▶ **Required actions**
1. According to the project check-in page, what is the group's name?
2. Please rewrite the entries below, swapping "recessed ceiling light" for "recessed downlight" and leaving everything else unchanged.

▶ **Page**

★ ★ ★ ★

# Final Project Check-in 2018-11-16

## Group Name: Lambda

### Student Names
1. Jian Wang
2. Chong Geng
3. Alan Perry
4. Divya Bhargavi
5. Robert Sandor

## Load Data

In [1]:
from collections import defaultdict
import math
from math import sqrt
from matplotlib import pyplot as plt
import pandas as pd
import numpy as np
import nltk
from nltk.stem.porter import PorterStemmer
import operator
import re
from scipy import spatial
from sklearn.feature_extraction import stop_words
from sklearn.feature_extraction import stop_words
from sklearn.feature_extraction.text import TfidfVectorizer
from sklearn.svm import SVR
from sklearn.linear_model import LinearRegression
from sklearn.metrics import mean_squared_error
from sklearn.model_selection import train_test_split
import string
import time

In [2]:
def make_dictionary(file):
    '''
    Initiate the glove model as a dictionary
    input: A String which is a file in the project directory
    returns: A dictionary with item = word : 300 d list
    
    :param file:            the filepath string of the dictionary
    :returns:               a dictionary with words as keys 
                            and 300d vectors as values
    '''
    vecs = defaultdict(lambda: np.zeros(shape=(300,1)))
    with open(file) as f:
        lines = f.readlines()

★ ★ ★ ★

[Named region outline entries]
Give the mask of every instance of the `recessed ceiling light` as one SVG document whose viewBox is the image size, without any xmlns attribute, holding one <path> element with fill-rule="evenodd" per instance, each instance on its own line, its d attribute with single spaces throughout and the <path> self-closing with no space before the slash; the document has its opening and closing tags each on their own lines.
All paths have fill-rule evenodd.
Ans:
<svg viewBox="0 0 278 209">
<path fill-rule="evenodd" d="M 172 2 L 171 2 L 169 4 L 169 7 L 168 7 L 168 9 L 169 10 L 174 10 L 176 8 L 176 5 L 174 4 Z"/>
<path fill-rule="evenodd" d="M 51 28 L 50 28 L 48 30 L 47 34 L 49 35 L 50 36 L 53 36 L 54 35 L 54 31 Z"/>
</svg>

★ ★ ★ ★

▶ **Outputs by task**
1. Lambda

2.
Give the mask of every instance of the `recessed downlight` as one SVG document whose viewBox is the image size, without any xmlns attribute, holding one <path> element with fill-rule="evenodd" per instance, each instance on its own line, its d attribute with single spaces throughout and the <path> self-closing with no space before the slash; the document has its opening and closing tags each on their own lines.
All paths have fill-rule evenodd.
Ans:
<svg viewBox="0 0 278 209">
<path fill-rule="evenodd" d="M 172 2 L 171 2 L 169 4 L 169 7 L 168 7 L 168 9 L 169 10 L 174 10 L 176 8 L 176 5 L 174 4 Z"/>
<path fill-rule="evenodd" d="M 51 28 L 50 28 L 48 30 L 47 34 L 49 35 L 50 36 L 53 36 L 54 35 L 54 31 Z"/>
</svg>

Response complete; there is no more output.